Instructions:
a – For the skateboarding article below, decide whether each statement agrees with it: (i) Reynolds was named to the four-man U.S. national team in March; (ii) Shaun White was eliminated in the semifinals; (iii) Reynolds scored 88 points in the final. Answer yes or no for each and quote the words that decide it.
b – List every person named in the skateboarding article below.
c – Please resume the skateboarding article below, starting after its final sentence.

Skateboarding would not be added to the Olympics for another seven years. But here Reynolds is, age 21, having just won the world title in park, one of two skateboarding events that debut at the Games in Tokyo.

Reynolds, who wasn’t named to the four-man U.S. national team in March, consolidated his lead in the Olympic qualification rankings by prevailing over a pair of Brazilians in Sao Paulo on Sunday.

A shirtless Reynolds scored 88 points in the final, beating Luis Francisco (85.50) and Pedro Quintas (85).

No more than three Americans can make the Olympic team in the event, which will make it difficult if three-time Olympic halfpipe snowboarding champion Shaun White decides to continue his skateboarding pursuit. White was the sixth-best American, bowing out in the semifinals in 13th place on Saturday in just his second contest since returning to competitive skating last year.

Given information:
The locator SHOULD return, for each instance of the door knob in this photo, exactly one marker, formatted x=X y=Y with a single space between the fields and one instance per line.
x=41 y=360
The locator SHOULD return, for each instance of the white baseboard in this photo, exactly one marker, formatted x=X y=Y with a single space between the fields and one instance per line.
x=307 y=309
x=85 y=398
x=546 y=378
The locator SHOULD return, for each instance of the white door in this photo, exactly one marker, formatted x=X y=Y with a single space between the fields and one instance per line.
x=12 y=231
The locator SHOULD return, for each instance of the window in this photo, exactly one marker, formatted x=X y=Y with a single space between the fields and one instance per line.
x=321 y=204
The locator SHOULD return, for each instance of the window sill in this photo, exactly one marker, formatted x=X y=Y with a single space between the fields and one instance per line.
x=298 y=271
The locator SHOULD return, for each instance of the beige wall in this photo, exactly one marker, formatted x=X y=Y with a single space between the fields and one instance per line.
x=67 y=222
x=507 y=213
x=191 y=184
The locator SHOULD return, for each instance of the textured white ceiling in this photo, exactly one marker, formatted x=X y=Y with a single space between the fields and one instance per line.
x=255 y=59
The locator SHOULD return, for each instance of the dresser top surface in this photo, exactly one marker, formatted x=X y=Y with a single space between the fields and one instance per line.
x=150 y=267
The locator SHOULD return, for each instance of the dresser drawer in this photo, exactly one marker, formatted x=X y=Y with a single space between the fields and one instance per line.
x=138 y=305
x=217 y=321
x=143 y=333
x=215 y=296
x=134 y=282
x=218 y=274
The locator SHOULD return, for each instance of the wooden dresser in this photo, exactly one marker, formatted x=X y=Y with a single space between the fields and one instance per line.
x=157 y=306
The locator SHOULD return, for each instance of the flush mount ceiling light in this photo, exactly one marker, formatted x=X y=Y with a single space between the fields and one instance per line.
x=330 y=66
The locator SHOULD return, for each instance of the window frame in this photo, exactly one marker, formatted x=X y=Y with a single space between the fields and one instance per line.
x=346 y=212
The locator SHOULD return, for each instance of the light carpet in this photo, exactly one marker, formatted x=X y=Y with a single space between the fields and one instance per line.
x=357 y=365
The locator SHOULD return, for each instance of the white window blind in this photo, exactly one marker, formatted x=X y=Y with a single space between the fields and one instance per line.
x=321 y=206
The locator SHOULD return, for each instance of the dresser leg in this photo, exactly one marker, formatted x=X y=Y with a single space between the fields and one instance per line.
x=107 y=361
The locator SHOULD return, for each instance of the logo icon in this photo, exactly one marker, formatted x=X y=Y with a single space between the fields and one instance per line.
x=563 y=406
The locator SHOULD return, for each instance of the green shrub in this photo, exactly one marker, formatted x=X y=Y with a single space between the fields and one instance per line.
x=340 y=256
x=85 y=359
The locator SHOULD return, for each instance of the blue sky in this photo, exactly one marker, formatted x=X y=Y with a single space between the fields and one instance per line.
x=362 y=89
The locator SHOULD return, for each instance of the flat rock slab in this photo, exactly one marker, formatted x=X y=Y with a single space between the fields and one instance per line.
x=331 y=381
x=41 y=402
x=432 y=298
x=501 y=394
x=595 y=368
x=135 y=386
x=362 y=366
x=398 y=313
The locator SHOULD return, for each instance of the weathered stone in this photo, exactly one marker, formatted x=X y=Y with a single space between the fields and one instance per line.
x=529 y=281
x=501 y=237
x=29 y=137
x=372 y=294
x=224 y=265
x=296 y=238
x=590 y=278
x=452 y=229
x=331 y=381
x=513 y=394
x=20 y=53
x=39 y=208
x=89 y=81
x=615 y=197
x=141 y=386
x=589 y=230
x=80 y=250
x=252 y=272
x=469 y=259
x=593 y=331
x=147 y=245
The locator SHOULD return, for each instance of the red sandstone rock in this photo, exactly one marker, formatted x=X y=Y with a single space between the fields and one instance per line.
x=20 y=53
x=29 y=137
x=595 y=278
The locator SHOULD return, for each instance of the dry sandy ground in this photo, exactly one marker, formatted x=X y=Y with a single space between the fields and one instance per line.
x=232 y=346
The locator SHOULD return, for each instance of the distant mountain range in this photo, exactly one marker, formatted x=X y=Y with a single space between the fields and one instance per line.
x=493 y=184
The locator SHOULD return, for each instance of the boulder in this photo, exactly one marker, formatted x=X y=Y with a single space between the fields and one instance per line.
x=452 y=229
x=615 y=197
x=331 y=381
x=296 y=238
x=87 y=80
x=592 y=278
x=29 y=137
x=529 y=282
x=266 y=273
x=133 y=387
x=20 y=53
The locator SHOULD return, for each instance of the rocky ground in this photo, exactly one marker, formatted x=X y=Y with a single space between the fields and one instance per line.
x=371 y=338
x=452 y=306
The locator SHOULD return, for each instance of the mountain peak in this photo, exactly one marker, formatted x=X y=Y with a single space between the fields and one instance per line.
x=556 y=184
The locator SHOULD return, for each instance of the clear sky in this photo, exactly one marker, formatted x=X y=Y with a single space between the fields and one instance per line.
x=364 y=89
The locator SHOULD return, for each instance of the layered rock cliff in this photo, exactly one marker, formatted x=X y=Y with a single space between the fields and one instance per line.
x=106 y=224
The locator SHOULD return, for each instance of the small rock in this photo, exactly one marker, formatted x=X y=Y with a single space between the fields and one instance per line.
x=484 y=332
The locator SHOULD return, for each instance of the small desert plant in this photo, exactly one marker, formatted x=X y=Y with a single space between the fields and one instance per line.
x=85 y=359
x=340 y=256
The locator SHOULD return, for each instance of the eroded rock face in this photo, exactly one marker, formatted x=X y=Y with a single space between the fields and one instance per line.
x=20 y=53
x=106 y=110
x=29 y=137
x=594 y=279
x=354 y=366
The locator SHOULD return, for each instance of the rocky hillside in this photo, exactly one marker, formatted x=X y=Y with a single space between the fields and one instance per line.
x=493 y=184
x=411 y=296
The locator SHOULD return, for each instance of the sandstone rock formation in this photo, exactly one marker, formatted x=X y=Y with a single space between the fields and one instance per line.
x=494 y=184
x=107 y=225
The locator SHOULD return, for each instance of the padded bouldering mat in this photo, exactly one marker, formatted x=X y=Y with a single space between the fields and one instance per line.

Answers by item number:
a –
(i) No: "Reynolds, who wasn’t named to the four-man U.S. national team in March"
(ii) Yes: "bowing out in the semifinals in 13th place on Saturday"
(iii) Yes: "A shirtless Reynolds scored 88 points in the final"

b – Reynolds, Luis Francisco, Pedro Quintas, Shaun White

c –
Back to Reynolds. He grew up on the North Shore and attended the Punahou School, where Barack Obama is the most famous alum. His first name is Tahitian, reportedly referring to the power of Jesus’ crown of thorns.

Reynolds, the son of a surfer, proved a natural on land. After pre-teen media profiles, he blossomed into a world silver medalist last year. He won an Olympic qualifier in China in July to take the top spot in the Olympic rankings despite a best career X Games finish of sixth.